• TASK DIRECTIONS
How many lines in the records below contain the string "grassy"? Case counts. Give only the number.

• MATERIAL FOR THIS TASK
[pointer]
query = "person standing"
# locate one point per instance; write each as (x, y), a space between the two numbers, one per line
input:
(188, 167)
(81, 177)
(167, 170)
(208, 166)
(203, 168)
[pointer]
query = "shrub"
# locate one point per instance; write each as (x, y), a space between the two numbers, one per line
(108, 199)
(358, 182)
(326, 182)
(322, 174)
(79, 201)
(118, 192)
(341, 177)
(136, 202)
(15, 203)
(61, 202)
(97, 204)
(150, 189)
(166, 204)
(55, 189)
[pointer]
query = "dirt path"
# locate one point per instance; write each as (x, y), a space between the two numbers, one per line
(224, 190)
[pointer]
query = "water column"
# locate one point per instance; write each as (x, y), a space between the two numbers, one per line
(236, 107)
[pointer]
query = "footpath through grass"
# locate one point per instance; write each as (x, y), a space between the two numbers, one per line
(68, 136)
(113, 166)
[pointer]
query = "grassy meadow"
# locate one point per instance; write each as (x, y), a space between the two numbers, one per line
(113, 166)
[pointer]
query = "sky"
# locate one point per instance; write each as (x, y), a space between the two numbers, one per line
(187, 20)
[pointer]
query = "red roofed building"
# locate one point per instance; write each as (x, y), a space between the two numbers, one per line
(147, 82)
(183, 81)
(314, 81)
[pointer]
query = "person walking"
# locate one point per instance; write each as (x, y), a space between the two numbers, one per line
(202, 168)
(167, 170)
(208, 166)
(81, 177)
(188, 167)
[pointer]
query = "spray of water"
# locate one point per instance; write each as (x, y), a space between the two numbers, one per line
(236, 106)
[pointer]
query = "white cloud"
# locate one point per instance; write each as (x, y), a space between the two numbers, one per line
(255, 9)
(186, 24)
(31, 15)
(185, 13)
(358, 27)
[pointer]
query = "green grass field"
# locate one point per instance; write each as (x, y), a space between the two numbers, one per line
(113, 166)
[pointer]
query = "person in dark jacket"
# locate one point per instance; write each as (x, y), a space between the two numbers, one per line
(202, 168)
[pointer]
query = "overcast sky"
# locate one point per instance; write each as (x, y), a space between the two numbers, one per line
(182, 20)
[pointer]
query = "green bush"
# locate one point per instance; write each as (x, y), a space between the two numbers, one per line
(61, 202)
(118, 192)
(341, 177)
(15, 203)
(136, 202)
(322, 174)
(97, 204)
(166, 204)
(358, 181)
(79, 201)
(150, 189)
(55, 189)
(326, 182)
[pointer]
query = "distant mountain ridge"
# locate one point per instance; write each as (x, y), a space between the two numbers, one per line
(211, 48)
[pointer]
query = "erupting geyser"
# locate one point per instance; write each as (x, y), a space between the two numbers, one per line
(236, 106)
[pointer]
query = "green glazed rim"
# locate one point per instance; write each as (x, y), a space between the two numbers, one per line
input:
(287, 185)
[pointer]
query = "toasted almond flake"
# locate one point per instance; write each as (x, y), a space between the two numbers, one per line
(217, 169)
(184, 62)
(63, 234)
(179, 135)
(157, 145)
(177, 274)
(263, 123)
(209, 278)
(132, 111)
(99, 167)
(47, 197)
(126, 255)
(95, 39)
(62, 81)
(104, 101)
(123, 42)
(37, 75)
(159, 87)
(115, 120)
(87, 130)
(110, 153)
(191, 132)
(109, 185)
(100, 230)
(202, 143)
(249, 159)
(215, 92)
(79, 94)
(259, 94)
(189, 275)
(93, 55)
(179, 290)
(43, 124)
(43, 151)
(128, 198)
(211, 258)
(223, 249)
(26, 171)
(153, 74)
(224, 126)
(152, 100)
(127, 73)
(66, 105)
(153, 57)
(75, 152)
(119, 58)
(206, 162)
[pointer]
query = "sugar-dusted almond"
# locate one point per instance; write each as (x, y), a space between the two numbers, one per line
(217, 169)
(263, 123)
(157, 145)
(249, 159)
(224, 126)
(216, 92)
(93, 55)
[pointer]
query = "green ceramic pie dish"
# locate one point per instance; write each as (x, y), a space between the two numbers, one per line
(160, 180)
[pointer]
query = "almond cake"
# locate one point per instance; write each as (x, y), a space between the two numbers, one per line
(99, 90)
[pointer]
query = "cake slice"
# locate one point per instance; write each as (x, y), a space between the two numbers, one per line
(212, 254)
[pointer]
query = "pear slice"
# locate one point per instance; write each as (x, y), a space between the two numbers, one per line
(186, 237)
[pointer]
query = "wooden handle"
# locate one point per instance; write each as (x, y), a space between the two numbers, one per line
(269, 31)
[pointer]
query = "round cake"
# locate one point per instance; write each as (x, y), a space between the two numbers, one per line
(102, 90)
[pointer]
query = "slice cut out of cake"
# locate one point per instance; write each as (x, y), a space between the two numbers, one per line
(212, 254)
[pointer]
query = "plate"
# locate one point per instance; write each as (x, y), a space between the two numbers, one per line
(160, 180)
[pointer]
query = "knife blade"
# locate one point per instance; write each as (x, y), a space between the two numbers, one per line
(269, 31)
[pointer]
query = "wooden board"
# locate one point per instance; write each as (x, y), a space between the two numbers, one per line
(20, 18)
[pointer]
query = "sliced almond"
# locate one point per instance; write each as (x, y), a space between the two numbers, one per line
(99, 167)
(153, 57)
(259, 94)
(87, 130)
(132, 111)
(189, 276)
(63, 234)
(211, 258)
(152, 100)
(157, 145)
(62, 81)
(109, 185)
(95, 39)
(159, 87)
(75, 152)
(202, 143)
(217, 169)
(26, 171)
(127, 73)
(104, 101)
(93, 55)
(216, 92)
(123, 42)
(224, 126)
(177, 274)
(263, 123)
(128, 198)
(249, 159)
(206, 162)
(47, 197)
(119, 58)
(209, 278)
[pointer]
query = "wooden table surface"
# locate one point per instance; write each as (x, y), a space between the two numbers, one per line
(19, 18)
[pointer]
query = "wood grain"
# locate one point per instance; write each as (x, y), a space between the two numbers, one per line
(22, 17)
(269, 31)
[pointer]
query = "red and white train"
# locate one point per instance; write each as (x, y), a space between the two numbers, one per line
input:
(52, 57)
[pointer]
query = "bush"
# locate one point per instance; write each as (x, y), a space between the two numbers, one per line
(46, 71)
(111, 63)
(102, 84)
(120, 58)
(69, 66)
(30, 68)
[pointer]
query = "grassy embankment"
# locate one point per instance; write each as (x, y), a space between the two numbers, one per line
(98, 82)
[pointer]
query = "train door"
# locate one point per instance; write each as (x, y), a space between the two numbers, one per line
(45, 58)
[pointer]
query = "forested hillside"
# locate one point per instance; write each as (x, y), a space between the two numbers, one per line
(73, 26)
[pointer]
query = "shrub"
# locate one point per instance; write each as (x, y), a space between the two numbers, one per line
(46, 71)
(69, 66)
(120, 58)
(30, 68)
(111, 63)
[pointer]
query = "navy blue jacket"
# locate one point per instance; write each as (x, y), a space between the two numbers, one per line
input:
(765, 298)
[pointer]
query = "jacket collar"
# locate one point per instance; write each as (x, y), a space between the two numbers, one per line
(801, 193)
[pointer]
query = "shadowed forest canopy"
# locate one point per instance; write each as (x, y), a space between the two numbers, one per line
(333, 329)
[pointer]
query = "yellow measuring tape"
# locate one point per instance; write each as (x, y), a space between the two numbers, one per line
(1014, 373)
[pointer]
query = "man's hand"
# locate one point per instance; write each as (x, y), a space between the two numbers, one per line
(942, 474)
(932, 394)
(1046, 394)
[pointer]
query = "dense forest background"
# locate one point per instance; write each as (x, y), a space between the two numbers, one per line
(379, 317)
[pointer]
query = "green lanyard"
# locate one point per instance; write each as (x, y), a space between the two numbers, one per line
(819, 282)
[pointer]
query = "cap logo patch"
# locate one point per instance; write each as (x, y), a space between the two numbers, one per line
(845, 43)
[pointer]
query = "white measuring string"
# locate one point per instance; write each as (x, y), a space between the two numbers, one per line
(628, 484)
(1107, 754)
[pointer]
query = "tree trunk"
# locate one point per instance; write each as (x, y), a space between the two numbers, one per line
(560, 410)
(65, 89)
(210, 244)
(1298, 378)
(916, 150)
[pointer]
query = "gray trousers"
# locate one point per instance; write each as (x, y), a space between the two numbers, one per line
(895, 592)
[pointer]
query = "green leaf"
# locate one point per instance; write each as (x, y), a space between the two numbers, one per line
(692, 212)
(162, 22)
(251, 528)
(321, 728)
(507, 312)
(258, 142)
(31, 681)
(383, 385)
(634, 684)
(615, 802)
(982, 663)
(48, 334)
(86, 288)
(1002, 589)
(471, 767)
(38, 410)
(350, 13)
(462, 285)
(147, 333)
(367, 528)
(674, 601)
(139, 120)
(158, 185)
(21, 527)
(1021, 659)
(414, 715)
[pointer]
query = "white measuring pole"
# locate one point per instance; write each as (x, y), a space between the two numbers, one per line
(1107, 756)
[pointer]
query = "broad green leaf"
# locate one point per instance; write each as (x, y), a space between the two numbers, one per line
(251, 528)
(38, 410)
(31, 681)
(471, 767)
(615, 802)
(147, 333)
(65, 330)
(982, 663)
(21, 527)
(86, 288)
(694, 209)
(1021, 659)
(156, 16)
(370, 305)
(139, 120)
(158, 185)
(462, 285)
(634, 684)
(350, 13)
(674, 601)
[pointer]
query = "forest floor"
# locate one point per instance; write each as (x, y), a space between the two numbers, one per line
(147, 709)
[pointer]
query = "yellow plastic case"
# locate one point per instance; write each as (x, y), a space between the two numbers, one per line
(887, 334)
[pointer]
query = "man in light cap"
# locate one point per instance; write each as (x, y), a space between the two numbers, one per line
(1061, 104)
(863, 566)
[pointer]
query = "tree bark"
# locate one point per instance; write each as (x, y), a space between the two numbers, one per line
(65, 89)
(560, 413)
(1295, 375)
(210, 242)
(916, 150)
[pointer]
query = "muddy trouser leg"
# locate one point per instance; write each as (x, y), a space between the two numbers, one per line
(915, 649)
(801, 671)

• THE COMPLETED TASK
2